Given problem 1:
Answer these questions from the report on Loren Goldner's talk:
(a) Who introduced Loren Goldner?
(b) About how many people attended the talk?
(c) Which years does the report give for the post war boom?
Given problem 2:
Write out, word for word, the part of the report on Loren Goldner's talk that opens with the words containing "Loren described Marx's" and closes with "1970 to 2010.".

Reading passage:
════════════════════

Loren Goldner Ultra Leftist Speaks In Los Angeles
August 29th, 2010
Last night I went to a talk given by Loren Goldner, ultra leftist communist, at the Barnsdale Art Park in Los Angeles. I was quite impressed with the setting. The park has several art related facilities including a gallery where the talk was given. Loren was introduced by Hector of the Insane Dialectical Posse, a drinking club as he put it. About 20 persons attended.
Loren described Marx's basic theory of surplus value and drew a couple of charts describing the economic history of capitalism from 1817 to the present. His theory is one of a series of cycles of growth and recession approximately once every ten years in 1817, 1827, 1837, 1847 and 1857. Then he describes a long deflationary process from approx. 1873 until 1914 when the capitalist system went into a thirty year crisis from 1914 until 1945. After that came the post war boom 1946 to 1970 ending in the long decline from 1970 to 2010.
He emphasized the break between pre 1914 and post 1914 with its radical departure from what had been the pattern previously(1). During the period prior to the outbreak of war the Socialist parties developed quite strong organizations in the industrialized countries as he pointed out. He claimed that the major capitalist countries were facing a severe recession in 1914 and that the war saved capital from both socialism and the economic downturn.

════════════════════

Rows:
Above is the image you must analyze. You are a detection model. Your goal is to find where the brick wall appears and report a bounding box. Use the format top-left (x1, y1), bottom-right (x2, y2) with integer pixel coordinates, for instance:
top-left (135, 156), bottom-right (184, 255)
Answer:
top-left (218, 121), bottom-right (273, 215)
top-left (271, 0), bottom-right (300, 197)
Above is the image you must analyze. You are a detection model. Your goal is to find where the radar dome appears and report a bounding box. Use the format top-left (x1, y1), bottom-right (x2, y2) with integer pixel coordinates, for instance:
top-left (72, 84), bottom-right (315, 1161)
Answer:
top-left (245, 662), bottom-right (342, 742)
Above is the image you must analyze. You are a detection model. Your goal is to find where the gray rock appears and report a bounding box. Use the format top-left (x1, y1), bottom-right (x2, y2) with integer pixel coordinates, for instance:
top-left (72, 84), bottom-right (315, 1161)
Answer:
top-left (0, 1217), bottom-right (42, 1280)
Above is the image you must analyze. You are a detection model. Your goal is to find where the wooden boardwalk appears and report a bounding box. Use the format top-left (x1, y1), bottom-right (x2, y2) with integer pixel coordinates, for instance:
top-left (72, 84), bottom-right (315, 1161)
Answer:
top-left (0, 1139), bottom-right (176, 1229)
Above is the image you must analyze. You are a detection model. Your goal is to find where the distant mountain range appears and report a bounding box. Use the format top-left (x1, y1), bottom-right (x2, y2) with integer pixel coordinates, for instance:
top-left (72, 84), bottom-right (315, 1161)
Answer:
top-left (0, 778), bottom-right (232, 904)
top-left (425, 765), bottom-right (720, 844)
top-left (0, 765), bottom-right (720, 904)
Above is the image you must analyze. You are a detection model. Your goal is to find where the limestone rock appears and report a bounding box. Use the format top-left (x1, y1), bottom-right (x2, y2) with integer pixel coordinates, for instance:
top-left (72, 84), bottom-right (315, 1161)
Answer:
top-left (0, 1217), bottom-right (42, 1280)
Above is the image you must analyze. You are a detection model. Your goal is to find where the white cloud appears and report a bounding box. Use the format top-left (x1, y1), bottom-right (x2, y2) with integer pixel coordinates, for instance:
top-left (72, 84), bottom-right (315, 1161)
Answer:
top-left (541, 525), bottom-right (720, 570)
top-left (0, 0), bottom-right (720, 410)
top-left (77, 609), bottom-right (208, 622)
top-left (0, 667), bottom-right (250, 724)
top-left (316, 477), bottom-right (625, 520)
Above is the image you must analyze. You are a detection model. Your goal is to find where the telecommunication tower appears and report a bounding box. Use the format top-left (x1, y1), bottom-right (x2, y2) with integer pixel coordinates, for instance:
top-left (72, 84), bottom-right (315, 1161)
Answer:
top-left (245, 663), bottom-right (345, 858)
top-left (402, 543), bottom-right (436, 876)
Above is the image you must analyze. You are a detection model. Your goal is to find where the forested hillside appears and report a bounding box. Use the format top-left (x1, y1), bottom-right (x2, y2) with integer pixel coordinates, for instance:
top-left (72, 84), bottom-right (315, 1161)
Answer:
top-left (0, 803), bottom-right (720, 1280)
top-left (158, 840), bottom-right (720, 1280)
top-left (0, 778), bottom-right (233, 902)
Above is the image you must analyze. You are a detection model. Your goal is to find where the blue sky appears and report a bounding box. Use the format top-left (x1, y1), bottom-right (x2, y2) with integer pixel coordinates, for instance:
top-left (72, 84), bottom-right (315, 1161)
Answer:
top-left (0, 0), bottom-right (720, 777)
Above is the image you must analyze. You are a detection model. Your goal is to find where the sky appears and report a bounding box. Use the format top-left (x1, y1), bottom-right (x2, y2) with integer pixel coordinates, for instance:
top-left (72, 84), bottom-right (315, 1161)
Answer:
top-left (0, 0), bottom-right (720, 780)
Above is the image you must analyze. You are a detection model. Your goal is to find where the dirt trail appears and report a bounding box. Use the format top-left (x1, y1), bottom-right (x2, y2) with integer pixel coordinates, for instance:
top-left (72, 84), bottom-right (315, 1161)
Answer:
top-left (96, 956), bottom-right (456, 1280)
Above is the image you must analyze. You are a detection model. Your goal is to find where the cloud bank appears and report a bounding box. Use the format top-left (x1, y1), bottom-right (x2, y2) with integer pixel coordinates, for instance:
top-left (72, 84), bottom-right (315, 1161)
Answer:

════════════════════

Task output 1:
(a) Hector of the Insane Dialectical Posse
(b) About 20
(c) 1946 to 1970

Task output 2:
Loren described Marx's basic theory of surplus value and drew a couple of charts describing the economic history of capitalism from 1817 to the present. His theory is one of a series of cycles of growth and recession approximately once every ten years in 1817, 1827, 1837, 1847 and 1857. Then he describes a long deflationary process from approx. 1873 until 1914 when the capitalist system went into a thirty year crisis from 1914 until 1945. After that came the post war boom 1946 to 1970 ending in the long decline from 1970 to 2010.